** Opening EXERCISE DATA block **

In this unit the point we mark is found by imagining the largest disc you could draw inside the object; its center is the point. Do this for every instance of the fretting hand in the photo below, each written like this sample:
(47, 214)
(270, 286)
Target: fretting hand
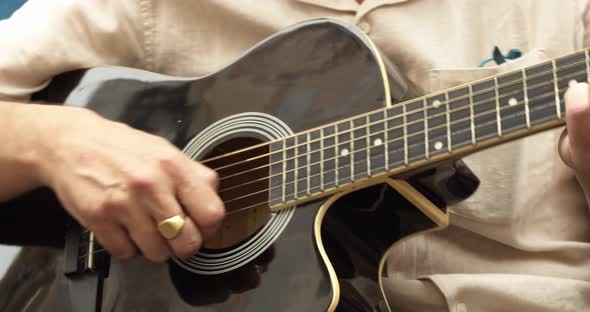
(574, 144)
(120, 183)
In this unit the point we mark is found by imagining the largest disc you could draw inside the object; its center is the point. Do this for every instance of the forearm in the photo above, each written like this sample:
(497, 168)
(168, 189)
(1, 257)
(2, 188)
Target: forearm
(20, 137)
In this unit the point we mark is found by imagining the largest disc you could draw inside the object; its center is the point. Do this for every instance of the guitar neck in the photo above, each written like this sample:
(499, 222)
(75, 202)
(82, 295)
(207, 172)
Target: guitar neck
(416, 133)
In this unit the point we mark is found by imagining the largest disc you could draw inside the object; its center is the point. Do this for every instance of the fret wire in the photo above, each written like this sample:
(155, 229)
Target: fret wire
(482, 91)
(296, 153)
(478, 102)
(405, 134)
(498, 118)
(526, 99)
(351, 153)
(556, 89)
(368, 139)
(471, 113)
(322, 158)
(336, 166)
(386, 138)
(308, 162)
(426, 148)
(449, 142)
(90, 259)
(464, 129)
(486, 101)
(540, 74)
(284, 170)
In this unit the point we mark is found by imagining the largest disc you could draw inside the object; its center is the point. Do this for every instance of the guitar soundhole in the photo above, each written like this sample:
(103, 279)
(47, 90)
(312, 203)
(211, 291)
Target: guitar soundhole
(243, 188)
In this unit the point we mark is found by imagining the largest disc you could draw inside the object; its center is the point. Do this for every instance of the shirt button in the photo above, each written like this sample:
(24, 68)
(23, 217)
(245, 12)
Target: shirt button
(365, 27)
(461, 307)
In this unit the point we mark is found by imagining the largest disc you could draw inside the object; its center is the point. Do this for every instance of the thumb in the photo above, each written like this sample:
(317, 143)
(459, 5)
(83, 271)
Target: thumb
(564, 148)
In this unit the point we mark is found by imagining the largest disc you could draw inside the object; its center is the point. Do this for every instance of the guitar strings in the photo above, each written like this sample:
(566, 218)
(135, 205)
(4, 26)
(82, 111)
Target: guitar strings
(446, 102)
(266, 203)
(423, 109)
(343, 143)
(242, 209)
(468, 128)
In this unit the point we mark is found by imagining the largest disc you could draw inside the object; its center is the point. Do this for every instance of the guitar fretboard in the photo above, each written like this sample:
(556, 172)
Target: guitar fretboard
(412, 132)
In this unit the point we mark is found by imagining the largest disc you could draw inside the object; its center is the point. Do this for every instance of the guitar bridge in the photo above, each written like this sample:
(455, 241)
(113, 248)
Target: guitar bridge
(83, 253)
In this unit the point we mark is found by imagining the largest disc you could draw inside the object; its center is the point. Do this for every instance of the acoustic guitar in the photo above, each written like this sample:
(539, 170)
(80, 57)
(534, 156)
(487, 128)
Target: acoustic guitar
(327, 157)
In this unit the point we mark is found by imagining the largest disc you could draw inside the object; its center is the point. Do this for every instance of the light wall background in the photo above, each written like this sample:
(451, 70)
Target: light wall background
(7, 253)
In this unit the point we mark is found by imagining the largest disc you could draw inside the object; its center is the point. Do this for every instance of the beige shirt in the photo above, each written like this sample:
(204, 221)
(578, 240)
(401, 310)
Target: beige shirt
(521, 243)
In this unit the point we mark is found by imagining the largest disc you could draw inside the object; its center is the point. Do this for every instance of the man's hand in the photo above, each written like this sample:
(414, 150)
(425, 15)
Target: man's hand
(574, 143)
(120, 182)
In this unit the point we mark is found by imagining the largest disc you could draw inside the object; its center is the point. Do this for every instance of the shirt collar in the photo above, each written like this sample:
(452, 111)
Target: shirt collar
(349, 5)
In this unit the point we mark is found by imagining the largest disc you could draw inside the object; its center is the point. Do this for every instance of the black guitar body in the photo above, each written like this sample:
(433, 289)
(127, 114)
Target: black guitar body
(323, 254)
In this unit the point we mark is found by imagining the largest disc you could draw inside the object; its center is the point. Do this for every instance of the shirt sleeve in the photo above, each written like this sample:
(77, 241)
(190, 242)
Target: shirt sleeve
(46, 38)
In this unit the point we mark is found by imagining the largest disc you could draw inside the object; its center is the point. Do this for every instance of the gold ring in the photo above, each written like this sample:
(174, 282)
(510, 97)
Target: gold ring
(170, 228)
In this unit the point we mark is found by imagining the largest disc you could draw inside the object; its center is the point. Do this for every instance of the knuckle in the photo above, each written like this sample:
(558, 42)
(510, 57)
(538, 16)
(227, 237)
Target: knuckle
(216, 211)
(114, 205)
(96, 215)
(143, 181)
(170, 158)
(211, 177)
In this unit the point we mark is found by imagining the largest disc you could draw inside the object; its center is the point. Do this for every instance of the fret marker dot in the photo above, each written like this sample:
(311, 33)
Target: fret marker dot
(512, 101)
(438, 145)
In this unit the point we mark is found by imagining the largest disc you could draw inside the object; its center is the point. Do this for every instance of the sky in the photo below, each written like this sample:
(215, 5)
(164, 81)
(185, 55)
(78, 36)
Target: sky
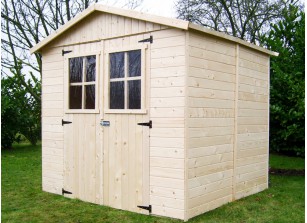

** Closing EXERCISE DATA block **

EXERCISE
Would you please repeat the entries above verbatim, excluding each picture?

SOLUTION FOR THIS EXERCISE
In this unit the point we mark is found by imagining the largest disc you could draw inside the object; its center is the point. Do this for every instance of the fretting hand in the photo below, each written like this sample:
(47, 214)
(270, 286)
Target: fretting hand
(574, 144)
(120, 183)
In this unit the point we mark is found by imagining the largest disc you could draw inside the object; its center is the point. Do this for every instance of the forearm in the photo above, each written like this sample:
(497, 168)
(168, 189)
(1, 257)
(2, 188)
Target: forearm
(20, 137)
In this unit the point we mark is found by imagining the largest disc you could draw inside the object; its center is the point. Do this for every instance of the guitar neck in the photo above, each written like this sample:
(499, 222)
(75, 202)
(82, 295)
(207, 172)
Target: guitar neck
(416, 133)
In this unit the point we mark is found by imagining the largest disc you could draw inside the object; its center is the point. Do this for every instance of the fret wire in the photo above, each written like this sample:
(155, 229)
Target: fret wire
(482, 91)
(296, 153)
(478, 102)
(405, 134)
(498, 118)
(526, 99)
(351, 153)
(556, 89)
(368, 139)
(471, 113)
(322, 158)
(336, 166)
(386, 138)
(308, 162)
(426, 148)
(449, 142)
(90, 259)
(464, 129)
(486, 101)
(540, 74)
(284, 170)
In this unit the point we mark is found by imagining the largest disc you could draw inside the object; its center is the point. Do this for every instance of the guitar soundhole in the photo above, each written like this sample:
(103, 279)
(47, 90)
(312, 203)
(211, 291)
Target: guitar soundhole
(243, 188)
In this unit the point we mark is found by imagining the largest disc you could draw inside the object; its center is the point. Do this for every instance of the shirt button in the photo above, each written like this sample:
(24, 68)
(23, 217)
(245, 12)
Target: shirt button
(365, 27)
(461, 307)
In this unit the point we mark is found by imagining the largest disc you could draw inside the object; its center is the point. Do this for every instance of the thumb in the photo above, each written like this sample:
(317, 143)
(459, 5)
(83, 271)
Target: thumb
(564, 148)
In this unit the point we mark is found by imagining the largest disc you could draw inside the object; its center is the point. Do this for every instance of the guitar strings in the photo above, each written like this sample:
(566, 218)
(135, 205)
(4, 26)
(82, 111)
Target: guitar strings
(446, 102)
(266, 203)
(423, 109)
(343, 143)
(242, 209)
(468, 128)
In this unit the point we mark is found by imagining the largest disc you could draw inside the object; its center is the point. Do this for every instance of the guitar fretboard in the photo above, each written like this sample:
(556, 172)
Target: guitar fretboard
(412, 132)
In this unit the point we mark is found by imagining the largest disc you could draw inside the object; its center is the point. Do this for every instance of the guitar bridge in the photo above, each written like this sample:
(455, 241)
(113, 248)
Target: guitar bridge
(83, 253)
In this unit the point we mark is found by imagining the largest disc you could draw inside the object; its center is the point. Do this for every instance of the acoustic guitar in the photo above, each written like this sample:
(539, 170)
(80, 57)
(534, 156)
(487, 128)
Target: acoustic guitar
(327, 157)
In this unit the point we mark is found by imagining the largest disc you could draw inside the object; its center is the point. Do this for every instance of the light wall background in the photo above, each written like this sample:
(451, 70)
Target: light wall background
(7, 253)
In this unit the point we mark is found by imagining the largest disc you could draw inside the object; its center is the point. Do this for every instance of the beige shirt in the photo above, each written like this sample:
(204, 221)
(578, 240)
(401, 310)
Target: beige shirt
(521, 243)
In this unit the point we mark is found by imagining the largest disc you could draw inside the object; its center is the point. Do this for every instance of the man's hand in the photo above, each written like this sample:
(414, 150)
(425, 15)
Target: man's hand
(574, 143)
(120, 182)
In this unit the point we mark is found by imagining the largest disc you could draw inside the object; its center is the point. Do this for every instance of the shirt collar in the photo above, each written like this sample:
(452, 111)
Target: shirt collar
(349, 5)
In this unit the point we mark is found by imagining the largest disc you could draw inside the object; its center is the point. Do this for every instance of the black guitar body in the photo above, each written like this sample:
(433, 289)
(127, 114)
Target: black guitar body
(323, 254)
In this unit the point we mark is found by imagining the largest disc you could draw inside the object; its center is the point. Do this for every instance of the shirt sleeve in the photo above, each written like this sample:
(77, 241)
(190, 242)
Target: shirt sleeve
(46, 38)
In this unit the point we mark is found by imagining the largest disc you could draw inside the object; its center is the point. Do this for every instance of the gold ring in the photo above, each written like this sample:
(174, 282)
(510, 97)
Target: gold ring
(170, 228)
In this unit the point we mark is found by imagining the largest disc you could draw inside the object; its center is the point. Do this for every instance of the knuckle in the photo above, each written like this sample:
(558, 42)
(510, 57)
(538, 16)
(227, 237)
Target: knuckle
(216, 211)
(114, 205)
(96, 215)
(143, 181)
(170, 158)
(211, 177)
In this unit the point we mark is found by imagining the largest disc you could draw inside the object; its center is the point. Do this for every instance of the fret marker dot in the photo above, each written like this sample:
(311, 33)
Target: fret marker dot
(512, 101)
(438, 145)
In this unit the point we mark is found by imagining the largest disc you could draw inside the object; its center is the point. Do this for every instance of the sky in the photo below, each written like this sample:
(215, 5)
(164, 81)
(185, 55)
(78, 36)
Target: sky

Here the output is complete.